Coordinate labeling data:
-.-.-
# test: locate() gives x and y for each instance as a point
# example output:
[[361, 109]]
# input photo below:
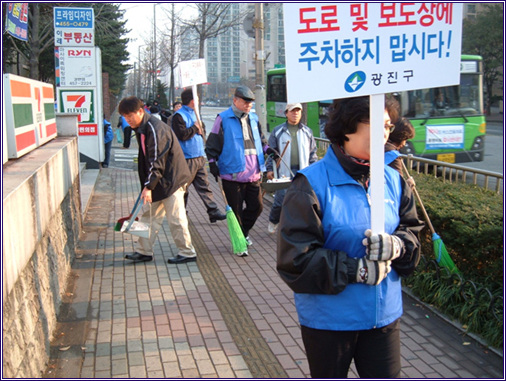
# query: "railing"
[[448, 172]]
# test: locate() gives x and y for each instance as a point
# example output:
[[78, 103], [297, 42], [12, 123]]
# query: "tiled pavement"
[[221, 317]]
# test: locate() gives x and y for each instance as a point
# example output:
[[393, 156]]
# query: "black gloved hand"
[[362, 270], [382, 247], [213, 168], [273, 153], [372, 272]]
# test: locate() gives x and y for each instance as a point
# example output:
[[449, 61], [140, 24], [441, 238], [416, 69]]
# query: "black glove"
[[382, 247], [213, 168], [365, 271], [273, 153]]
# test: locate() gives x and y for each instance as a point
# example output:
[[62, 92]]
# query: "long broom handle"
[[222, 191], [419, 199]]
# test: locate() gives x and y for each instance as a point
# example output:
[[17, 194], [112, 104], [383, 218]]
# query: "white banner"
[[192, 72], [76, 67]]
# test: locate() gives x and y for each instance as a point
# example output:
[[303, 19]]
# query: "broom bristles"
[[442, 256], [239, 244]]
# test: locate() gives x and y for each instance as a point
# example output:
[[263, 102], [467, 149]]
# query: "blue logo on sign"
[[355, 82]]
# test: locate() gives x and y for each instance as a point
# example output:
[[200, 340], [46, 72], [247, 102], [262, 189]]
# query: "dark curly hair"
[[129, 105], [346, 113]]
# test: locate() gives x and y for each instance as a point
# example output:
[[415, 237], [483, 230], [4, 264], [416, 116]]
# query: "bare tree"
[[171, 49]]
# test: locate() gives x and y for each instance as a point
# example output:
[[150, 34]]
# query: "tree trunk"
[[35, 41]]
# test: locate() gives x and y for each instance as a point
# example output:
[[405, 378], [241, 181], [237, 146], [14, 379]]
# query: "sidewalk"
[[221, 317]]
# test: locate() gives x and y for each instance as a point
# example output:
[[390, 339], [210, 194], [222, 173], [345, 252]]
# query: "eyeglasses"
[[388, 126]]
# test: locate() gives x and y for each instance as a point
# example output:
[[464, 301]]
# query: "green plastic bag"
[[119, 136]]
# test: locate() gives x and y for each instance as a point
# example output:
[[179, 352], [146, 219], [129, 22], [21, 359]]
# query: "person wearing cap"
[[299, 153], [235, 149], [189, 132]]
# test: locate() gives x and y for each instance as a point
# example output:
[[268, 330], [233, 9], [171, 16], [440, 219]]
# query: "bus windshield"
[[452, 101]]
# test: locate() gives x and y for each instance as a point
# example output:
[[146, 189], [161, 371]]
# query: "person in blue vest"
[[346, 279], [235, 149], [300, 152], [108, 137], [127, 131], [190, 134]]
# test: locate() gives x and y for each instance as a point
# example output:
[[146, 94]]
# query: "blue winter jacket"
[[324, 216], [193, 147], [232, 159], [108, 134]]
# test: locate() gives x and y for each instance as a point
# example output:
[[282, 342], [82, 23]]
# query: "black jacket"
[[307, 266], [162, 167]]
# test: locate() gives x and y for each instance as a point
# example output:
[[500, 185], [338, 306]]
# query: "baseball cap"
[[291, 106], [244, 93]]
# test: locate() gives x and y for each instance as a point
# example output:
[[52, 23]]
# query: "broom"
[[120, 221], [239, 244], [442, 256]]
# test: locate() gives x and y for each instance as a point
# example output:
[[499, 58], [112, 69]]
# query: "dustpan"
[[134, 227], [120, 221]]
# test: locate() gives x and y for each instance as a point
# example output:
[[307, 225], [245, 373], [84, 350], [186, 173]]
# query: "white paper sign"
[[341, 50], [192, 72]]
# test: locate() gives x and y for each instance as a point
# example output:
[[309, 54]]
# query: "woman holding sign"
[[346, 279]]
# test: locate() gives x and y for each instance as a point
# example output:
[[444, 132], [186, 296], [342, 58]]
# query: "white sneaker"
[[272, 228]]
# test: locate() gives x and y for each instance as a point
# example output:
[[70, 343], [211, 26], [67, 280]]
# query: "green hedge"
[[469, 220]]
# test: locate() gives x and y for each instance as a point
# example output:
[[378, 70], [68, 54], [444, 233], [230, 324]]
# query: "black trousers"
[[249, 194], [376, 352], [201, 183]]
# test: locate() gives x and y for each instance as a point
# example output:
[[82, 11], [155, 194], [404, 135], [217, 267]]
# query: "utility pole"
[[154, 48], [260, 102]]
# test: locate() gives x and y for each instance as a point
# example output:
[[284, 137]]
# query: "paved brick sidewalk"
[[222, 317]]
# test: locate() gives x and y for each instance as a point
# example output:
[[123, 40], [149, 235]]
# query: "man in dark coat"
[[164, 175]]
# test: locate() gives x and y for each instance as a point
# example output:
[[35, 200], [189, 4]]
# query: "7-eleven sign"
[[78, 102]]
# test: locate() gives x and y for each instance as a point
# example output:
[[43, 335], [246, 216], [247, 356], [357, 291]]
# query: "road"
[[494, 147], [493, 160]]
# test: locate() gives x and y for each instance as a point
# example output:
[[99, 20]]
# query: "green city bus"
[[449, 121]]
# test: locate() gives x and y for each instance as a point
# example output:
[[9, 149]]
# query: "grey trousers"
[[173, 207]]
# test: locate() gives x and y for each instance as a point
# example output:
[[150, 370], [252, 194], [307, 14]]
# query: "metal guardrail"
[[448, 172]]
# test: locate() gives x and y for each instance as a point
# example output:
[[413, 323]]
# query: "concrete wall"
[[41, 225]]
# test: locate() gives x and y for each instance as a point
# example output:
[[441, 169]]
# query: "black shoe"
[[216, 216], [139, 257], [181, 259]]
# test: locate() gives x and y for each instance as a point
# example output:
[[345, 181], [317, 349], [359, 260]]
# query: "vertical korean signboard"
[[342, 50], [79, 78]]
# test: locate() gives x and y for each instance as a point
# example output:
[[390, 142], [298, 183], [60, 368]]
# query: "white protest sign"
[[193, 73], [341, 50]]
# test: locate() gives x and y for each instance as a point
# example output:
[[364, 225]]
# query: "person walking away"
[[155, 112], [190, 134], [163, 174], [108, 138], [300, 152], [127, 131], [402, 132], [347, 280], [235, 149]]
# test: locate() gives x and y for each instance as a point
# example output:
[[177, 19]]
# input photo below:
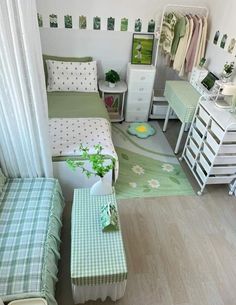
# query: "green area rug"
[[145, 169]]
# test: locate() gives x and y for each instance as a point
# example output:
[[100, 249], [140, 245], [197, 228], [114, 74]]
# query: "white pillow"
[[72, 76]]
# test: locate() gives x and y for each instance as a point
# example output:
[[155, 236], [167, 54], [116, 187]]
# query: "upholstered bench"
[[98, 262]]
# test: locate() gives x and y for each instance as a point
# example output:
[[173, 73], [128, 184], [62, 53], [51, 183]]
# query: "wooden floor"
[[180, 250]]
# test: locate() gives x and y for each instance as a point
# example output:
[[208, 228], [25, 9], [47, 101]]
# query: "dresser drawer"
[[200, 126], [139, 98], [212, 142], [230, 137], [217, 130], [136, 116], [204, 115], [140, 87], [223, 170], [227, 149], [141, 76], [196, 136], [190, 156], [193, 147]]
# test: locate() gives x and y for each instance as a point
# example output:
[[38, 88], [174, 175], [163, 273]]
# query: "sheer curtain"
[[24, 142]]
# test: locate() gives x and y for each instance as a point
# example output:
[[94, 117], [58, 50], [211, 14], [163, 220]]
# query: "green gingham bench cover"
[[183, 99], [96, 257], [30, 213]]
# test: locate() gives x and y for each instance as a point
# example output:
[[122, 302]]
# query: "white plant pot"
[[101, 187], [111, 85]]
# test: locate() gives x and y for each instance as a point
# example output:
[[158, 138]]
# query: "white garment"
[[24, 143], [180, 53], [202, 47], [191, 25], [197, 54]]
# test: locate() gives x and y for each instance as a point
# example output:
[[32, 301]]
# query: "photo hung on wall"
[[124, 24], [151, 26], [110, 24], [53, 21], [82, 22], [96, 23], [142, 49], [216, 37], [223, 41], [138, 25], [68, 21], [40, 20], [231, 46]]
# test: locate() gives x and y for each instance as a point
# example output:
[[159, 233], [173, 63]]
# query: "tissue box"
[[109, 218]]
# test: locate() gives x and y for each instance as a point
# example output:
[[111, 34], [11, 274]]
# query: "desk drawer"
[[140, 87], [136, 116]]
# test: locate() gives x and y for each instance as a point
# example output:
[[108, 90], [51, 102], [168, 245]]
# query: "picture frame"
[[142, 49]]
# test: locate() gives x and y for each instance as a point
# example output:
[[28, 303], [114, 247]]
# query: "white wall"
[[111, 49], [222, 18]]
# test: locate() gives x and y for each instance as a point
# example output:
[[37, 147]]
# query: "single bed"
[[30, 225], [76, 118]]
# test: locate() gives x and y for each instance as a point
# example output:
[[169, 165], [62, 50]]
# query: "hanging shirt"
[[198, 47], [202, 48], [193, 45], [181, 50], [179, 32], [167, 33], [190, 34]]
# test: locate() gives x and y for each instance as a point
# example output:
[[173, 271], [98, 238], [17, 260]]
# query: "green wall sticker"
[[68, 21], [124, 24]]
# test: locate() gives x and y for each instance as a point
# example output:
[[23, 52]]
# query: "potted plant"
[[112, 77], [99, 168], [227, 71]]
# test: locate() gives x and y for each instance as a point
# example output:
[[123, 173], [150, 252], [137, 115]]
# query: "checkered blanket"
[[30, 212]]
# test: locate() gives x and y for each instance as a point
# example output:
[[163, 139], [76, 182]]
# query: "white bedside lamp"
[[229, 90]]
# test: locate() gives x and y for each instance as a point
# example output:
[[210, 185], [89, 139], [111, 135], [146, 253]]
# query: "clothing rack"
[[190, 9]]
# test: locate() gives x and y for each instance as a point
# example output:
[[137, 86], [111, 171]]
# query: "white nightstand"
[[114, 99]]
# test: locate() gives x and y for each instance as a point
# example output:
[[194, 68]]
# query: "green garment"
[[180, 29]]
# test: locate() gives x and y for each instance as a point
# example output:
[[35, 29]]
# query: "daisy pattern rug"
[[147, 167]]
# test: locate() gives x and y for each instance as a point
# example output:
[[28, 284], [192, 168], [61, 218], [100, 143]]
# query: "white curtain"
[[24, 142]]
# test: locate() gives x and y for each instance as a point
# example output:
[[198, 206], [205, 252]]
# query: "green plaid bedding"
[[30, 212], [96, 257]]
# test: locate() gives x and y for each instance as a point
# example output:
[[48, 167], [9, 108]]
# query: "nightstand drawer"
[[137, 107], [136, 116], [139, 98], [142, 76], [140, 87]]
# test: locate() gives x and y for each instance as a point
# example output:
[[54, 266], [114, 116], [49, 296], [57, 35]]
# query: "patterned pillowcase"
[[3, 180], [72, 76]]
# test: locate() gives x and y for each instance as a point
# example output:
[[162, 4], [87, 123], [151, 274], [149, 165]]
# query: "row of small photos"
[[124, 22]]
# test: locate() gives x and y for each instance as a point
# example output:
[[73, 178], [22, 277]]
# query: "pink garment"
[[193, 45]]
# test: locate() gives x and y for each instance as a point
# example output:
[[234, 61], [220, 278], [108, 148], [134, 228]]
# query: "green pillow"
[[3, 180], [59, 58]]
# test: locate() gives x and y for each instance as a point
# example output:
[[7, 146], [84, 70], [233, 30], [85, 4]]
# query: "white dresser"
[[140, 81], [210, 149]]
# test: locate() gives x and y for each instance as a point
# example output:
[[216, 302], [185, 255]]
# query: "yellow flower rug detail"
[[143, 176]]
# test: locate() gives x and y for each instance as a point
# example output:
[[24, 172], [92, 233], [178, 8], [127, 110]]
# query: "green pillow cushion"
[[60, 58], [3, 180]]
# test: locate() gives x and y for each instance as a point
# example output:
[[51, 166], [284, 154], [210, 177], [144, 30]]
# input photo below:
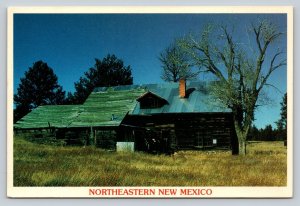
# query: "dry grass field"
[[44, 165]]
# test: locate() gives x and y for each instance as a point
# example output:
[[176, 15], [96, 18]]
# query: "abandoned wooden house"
-.-.-
• _WRITTEN INSTRUCTION_
Copy the records again from the start through the line with "[[222, 191], [419, 199]]", requests included, and shift every coordinate in the answers up by 111. Leave the pictures out.

• _RESULT FOR THIS TASK_
# test: locate() gives x and y for each instance as a point
# example output:
[[361, 109]]
# input photo below:
# query: "railing"
[[559, 283]]
# test: locate() gives x and y for each instance as a point
# example output:
[[78, 103], [297, 42], [12, 123]]
# query: "tiled pavement"
[[332, 428]]
# test: locate() gives x and y for each instance as a point
# example output:
[[393, 156]]
# query: "black gloved hand"
[[473, 381], [493, 358], [324, 279], [384, 264], [483, 383]]
# test: locate() gives x and y for each instance as a point
# example output:
[[449, 61], [140, 24], [441, 238], [416, 69]]
# query: "black glove"
[[493, 358], [324, 279], [476, 382], [384, 264]]
# test: locate() gives x and y for each instance as a point
# example output:
[[62, 92]]
# query: "long broom handle"
[[333, 302], [530, 310]]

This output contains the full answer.